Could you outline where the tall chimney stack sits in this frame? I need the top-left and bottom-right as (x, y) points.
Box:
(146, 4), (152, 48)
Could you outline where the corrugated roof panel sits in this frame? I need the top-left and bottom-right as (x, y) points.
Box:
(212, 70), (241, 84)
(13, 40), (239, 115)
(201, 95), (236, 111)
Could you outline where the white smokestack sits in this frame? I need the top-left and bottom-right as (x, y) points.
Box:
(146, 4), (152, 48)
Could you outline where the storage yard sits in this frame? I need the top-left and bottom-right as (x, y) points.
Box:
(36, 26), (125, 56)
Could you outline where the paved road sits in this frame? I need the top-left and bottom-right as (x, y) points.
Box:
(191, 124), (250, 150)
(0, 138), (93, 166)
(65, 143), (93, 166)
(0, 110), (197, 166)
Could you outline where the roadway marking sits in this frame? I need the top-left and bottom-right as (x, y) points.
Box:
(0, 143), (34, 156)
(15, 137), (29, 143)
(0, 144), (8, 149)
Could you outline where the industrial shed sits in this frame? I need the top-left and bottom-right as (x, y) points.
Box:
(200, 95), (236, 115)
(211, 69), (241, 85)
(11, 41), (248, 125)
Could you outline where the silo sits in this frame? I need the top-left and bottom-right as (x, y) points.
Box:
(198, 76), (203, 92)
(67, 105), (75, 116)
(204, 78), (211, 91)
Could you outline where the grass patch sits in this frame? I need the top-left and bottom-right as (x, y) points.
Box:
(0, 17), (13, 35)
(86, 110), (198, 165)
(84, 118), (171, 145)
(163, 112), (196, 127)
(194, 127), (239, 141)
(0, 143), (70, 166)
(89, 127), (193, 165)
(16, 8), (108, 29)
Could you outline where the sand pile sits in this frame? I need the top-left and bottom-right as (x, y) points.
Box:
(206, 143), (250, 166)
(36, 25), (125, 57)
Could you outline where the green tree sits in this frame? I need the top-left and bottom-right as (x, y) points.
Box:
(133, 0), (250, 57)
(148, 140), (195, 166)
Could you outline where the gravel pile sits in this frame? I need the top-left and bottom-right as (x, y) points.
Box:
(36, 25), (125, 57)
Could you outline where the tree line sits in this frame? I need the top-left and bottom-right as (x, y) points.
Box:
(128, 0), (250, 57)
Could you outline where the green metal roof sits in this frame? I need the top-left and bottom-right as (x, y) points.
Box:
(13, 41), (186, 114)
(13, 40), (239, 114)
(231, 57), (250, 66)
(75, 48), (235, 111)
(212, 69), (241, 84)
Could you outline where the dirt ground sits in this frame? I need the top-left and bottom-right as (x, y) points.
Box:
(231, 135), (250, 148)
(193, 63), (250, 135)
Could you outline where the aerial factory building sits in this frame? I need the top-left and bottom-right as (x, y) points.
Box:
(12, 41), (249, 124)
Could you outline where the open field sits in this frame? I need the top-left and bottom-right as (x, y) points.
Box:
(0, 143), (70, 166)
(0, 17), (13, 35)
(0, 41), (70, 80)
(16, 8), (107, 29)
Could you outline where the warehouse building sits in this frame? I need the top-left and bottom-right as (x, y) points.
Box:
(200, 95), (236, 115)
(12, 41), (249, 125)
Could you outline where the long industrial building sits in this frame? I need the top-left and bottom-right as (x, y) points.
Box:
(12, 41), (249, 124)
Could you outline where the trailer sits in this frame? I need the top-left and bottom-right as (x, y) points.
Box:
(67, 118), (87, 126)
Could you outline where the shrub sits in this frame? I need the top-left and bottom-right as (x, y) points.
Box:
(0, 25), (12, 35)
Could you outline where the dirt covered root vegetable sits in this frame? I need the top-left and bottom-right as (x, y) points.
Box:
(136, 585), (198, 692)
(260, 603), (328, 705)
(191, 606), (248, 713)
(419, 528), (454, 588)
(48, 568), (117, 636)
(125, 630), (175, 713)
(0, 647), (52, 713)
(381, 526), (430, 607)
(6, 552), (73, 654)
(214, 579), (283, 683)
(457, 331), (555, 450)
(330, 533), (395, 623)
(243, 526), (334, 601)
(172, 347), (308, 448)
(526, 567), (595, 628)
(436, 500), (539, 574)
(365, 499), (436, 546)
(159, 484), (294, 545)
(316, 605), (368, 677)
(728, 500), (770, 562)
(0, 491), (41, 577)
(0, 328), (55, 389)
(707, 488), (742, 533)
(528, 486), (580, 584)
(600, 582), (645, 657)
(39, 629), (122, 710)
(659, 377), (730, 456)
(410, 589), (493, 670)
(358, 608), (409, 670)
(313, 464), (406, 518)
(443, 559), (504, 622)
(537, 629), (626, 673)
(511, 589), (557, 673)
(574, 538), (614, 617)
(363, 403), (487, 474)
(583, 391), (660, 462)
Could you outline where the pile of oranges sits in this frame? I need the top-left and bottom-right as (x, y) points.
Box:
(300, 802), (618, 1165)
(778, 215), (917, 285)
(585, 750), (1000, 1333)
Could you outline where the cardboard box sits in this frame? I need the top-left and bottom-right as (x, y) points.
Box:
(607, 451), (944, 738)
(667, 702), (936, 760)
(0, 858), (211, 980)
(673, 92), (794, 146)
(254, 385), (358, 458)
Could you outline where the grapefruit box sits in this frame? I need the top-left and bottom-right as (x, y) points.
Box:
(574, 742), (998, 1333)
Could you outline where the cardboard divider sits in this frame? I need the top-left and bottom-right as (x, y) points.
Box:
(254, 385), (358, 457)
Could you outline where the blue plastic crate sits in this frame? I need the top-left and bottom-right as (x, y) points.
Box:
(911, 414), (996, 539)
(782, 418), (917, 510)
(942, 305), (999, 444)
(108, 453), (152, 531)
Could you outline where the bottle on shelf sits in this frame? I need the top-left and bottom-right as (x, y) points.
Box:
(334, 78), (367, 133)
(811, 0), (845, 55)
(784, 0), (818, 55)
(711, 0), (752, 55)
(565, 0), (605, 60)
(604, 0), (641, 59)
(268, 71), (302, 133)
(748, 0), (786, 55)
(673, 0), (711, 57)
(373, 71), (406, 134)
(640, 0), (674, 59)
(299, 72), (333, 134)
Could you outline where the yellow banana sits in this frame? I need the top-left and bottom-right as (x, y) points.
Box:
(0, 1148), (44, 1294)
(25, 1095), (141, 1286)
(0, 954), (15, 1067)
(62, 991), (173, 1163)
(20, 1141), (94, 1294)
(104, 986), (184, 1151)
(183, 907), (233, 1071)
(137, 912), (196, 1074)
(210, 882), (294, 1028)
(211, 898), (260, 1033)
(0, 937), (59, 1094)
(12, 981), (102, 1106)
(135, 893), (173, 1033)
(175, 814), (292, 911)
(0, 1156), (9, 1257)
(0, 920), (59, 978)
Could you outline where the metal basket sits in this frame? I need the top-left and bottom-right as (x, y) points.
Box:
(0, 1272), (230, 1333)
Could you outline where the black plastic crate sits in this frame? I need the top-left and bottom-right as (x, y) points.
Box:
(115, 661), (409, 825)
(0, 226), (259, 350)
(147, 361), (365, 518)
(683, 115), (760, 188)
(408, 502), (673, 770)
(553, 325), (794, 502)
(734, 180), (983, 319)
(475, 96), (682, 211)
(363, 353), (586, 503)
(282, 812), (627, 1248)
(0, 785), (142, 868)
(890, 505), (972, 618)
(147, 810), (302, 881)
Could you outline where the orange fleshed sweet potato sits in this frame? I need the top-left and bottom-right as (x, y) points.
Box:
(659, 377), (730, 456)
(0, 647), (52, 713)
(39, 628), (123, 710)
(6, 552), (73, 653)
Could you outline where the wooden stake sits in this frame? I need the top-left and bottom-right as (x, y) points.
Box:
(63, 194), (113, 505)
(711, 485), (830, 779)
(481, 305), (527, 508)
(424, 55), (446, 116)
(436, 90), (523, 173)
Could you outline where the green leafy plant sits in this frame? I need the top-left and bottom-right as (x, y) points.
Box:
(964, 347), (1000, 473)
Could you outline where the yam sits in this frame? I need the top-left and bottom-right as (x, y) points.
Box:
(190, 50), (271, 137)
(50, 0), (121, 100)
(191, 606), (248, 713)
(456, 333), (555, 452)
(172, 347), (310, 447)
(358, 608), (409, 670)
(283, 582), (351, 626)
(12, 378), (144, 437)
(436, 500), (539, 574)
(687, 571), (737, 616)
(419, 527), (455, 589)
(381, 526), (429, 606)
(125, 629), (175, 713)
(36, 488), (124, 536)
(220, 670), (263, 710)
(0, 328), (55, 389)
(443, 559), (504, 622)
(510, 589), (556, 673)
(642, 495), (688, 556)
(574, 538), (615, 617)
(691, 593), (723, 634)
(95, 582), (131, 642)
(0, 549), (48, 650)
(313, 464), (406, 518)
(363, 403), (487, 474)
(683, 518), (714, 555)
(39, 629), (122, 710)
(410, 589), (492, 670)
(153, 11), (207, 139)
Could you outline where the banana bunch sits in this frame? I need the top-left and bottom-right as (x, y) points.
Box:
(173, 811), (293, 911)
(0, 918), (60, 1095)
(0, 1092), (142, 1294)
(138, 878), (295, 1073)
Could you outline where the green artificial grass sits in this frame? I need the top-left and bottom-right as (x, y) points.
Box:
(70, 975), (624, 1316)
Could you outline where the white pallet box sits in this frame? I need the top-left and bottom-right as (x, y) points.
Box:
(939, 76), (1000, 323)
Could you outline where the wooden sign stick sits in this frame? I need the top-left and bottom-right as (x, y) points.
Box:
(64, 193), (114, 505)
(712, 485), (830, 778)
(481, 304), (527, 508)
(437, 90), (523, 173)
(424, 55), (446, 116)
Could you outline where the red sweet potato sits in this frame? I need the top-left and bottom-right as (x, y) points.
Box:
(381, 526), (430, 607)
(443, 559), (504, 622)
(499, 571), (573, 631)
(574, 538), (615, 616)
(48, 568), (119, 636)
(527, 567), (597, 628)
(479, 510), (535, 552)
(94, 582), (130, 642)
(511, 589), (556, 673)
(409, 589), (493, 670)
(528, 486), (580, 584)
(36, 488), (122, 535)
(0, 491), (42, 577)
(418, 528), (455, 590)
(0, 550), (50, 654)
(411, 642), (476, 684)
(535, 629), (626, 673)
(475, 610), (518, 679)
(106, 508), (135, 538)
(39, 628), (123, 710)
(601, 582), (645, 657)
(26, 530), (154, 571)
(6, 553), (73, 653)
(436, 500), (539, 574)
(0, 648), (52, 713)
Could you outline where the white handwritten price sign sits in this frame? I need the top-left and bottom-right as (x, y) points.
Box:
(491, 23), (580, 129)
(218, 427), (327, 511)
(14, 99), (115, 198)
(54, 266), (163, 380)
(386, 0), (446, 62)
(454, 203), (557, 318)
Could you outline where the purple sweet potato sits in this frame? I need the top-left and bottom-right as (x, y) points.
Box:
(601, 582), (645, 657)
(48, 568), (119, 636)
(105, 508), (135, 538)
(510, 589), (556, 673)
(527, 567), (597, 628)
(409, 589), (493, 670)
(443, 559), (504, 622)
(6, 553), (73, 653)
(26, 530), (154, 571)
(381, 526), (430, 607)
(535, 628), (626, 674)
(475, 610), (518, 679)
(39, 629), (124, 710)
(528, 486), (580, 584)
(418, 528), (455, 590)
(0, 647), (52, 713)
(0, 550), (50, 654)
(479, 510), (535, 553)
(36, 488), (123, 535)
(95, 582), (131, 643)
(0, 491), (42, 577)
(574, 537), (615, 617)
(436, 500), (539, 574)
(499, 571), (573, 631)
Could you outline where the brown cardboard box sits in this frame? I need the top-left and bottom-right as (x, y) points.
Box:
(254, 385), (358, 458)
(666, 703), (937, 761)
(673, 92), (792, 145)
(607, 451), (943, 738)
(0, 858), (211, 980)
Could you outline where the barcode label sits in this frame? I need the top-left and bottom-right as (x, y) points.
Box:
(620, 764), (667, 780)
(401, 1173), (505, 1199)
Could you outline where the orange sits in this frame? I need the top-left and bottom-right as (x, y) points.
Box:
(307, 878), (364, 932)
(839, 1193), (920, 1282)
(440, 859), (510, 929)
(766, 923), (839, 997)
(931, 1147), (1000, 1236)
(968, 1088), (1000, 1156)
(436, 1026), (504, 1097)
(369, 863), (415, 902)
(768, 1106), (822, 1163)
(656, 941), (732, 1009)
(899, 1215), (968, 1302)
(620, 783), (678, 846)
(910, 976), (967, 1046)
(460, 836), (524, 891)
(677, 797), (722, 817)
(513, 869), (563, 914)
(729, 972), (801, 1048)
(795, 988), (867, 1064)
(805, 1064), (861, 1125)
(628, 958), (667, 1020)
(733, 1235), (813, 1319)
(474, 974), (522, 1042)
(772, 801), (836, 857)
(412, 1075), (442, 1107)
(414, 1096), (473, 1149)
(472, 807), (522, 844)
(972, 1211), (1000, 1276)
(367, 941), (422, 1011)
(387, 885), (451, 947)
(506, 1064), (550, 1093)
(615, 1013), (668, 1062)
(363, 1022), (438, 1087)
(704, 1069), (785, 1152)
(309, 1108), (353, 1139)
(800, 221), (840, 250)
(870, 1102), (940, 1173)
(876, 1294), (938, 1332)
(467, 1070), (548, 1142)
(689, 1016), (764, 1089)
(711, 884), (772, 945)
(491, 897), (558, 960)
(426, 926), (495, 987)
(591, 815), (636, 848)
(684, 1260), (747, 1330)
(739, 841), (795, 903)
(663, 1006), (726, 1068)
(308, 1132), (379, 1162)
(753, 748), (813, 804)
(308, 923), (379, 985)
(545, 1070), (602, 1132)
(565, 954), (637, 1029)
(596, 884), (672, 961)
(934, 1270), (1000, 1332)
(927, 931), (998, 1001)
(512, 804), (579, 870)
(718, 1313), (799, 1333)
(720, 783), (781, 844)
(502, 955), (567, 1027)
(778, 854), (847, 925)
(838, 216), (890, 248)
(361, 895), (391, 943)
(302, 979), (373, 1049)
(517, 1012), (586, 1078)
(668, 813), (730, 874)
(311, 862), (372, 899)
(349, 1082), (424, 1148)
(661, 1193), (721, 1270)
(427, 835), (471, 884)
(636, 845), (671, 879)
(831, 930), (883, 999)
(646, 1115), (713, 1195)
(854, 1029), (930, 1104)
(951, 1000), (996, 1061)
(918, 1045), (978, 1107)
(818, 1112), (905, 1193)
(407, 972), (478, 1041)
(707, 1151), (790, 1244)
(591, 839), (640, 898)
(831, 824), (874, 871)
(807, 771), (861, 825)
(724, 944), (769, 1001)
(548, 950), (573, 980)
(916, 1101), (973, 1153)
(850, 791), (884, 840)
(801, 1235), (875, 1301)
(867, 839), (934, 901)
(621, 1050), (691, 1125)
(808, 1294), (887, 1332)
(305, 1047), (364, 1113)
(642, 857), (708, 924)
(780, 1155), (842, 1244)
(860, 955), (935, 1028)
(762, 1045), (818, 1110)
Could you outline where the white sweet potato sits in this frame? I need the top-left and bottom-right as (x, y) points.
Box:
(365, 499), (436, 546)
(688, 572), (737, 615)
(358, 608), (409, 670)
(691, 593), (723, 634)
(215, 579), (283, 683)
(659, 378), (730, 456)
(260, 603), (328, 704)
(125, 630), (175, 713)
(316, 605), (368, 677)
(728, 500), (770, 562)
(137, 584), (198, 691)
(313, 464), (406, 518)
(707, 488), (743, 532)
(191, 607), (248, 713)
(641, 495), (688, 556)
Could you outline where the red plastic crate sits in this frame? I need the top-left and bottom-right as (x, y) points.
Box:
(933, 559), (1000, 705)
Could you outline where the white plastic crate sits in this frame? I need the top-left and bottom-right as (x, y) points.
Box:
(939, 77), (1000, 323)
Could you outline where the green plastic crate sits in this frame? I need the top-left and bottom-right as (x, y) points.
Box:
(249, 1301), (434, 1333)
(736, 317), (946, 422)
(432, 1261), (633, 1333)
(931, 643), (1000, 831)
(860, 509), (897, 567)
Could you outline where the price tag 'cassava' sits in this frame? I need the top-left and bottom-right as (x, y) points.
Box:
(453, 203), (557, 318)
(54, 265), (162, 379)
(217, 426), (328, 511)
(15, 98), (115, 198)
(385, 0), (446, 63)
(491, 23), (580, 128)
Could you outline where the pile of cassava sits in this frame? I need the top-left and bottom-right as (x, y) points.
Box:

What is required ▸ Scan the records for the string "sign" and show every line that contains it.

Answer ▸
Could you outline where the wooden sign stick sits in this frame? I need the top-left and bottom-right as (x, y) points.
Could you outline where the white handwritten price sign sits in this frame? I need the top-left and bottom-right as (x, y) points.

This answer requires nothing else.